* [WHAT NEEDS TO BE DONE] Could you recast every line of the records below as a numbered list, skipping any blank lines?

## begin

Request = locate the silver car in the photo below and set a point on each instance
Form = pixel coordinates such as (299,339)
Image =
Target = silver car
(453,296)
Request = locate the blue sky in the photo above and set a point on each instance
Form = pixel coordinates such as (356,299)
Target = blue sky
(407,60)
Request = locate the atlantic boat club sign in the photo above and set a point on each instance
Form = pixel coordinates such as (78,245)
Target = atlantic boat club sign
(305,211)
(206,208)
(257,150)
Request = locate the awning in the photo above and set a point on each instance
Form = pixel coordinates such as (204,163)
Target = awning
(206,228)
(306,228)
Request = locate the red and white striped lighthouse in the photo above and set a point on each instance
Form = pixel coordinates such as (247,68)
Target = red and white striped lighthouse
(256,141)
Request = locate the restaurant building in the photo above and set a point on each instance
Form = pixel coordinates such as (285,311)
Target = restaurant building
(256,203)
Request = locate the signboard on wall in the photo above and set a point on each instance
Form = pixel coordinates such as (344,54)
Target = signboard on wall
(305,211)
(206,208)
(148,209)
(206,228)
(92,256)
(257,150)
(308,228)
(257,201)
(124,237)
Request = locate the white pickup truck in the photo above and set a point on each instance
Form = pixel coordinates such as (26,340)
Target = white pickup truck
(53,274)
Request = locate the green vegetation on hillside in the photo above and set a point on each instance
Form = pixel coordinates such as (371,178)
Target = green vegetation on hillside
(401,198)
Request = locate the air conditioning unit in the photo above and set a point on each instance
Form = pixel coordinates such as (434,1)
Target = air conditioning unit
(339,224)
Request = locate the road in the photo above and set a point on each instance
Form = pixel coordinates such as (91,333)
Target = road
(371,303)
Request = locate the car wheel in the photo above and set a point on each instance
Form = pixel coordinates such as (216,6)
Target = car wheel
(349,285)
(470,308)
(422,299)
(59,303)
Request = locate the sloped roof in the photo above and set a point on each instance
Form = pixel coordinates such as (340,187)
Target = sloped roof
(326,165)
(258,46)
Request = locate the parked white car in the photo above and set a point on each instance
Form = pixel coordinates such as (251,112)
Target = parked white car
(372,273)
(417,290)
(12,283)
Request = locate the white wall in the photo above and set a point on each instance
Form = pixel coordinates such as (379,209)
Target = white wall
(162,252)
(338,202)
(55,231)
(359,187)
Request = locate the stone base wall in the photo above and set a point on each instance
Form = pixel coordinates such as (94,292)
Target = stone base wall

## end

* [THE RESPONSE]
1. Request = locate the silver car in the photo below and set a point on each instance
2. Form = pixel coordinates such as (299,339)
3. Image =
4. Target = silver car
5. (453,296)
6. Request = locate the blue sky in the photo above and set a point on each instance
7. Form = pixel coordinates such as (356,299)
8. Target = blue sky
9. (407,60)
10. Request = locate the atlantic boat club sign in the photo above and set a point on each instance
11. Form = pixel coordinates such as (78,245)
12. Target = atlantic boat club sign
13. (305,211)
14. (206,208)
15. (257,150)
16. Request = locate the awning in the photo above and set a point on each instance
17. Form = pixel coordinates such as (204,163)
18. Target = awning
19. (206,228)
20. (306,228)
21. Request = locate the red and white striped lighthouse in the photo above and set a point on each instance
22. Form = pixel coordinates such as (247,68)
23. Target = red and white striped lighthouse
24. (256,141)
25. Request = locate the restaurant building in the photo above and set a point on each instance
26. Form = pixel coordinates such as (285,311)
27. Target = restaurant building
28. (256,203)
29. Request = locate the signboard on wall in the photo above and set a point on each instance
30. Form = pixel coordinates such as (344,54)
31. Target = signboard on wall
32. (305,211)
33. (206,208)
34. (148,209)
35. (206,228)
36. (92,256)
37. (257,150)
38. (308,228)
39. (257,201)
40. (124,237)
41. Request = locate the white pickup truck in the photo above and set a point on each instance
42. Form = pixel coordinates such as (26,340)
43. Target = white pickup truck
44. (53,274)
45. Request = locate the green vegetation on hillside in the photo above and set a point on each instance
46. Form = pixel coordinates such as (371,178)
47. Target = green vegetation on hillside
48. (401,198)
49. Request = locate the air conditioning unit in the photo above and set a point on each instance
50. Form = pixel coordinates such as (434,1)
51. Target = air conditioning unit
52. (339,224)
53. Request = locate the road in the photo above and set a point on each instance
54. Form = pixel coordinates such as (91,333)
55. Target = road
56. (371,303)
57. Request = locate the car wheel in the photo above and set a point on each instance
58. Form = pixel coordinates such as (216,6)
59. Target = car wheel
60. (349,285)
61. (470,308)
62. (422,299)
63. (59,303)
64. Request = locate the sloped roof in the photo above and set a point on each instance
65. Form = pixel coordinates such as (340,187)
66. Target = sloped roof
67. (326,165)
68. (258,46)
69. Request = locate the parked white car in the photo above and set a point on each instance
70. Form = pixel coordinates such as (251,112)
71. Target = parked white car
72. (372,273)
73. (417,290)
74. (12,283)
75. Request = locate the white wall in the photo above and set a point on each instance
76. Form = pixel coordinates such as (379,209)
77. Target = white wall
78. (162,252)
79. (338,202)
80. (55,231)
81. (359,187)
82. Request = locate the stone base wall in the photo above and set a point on each instance
83. Form = pixel coordinates such as (94,292)
84. Target = stone base wall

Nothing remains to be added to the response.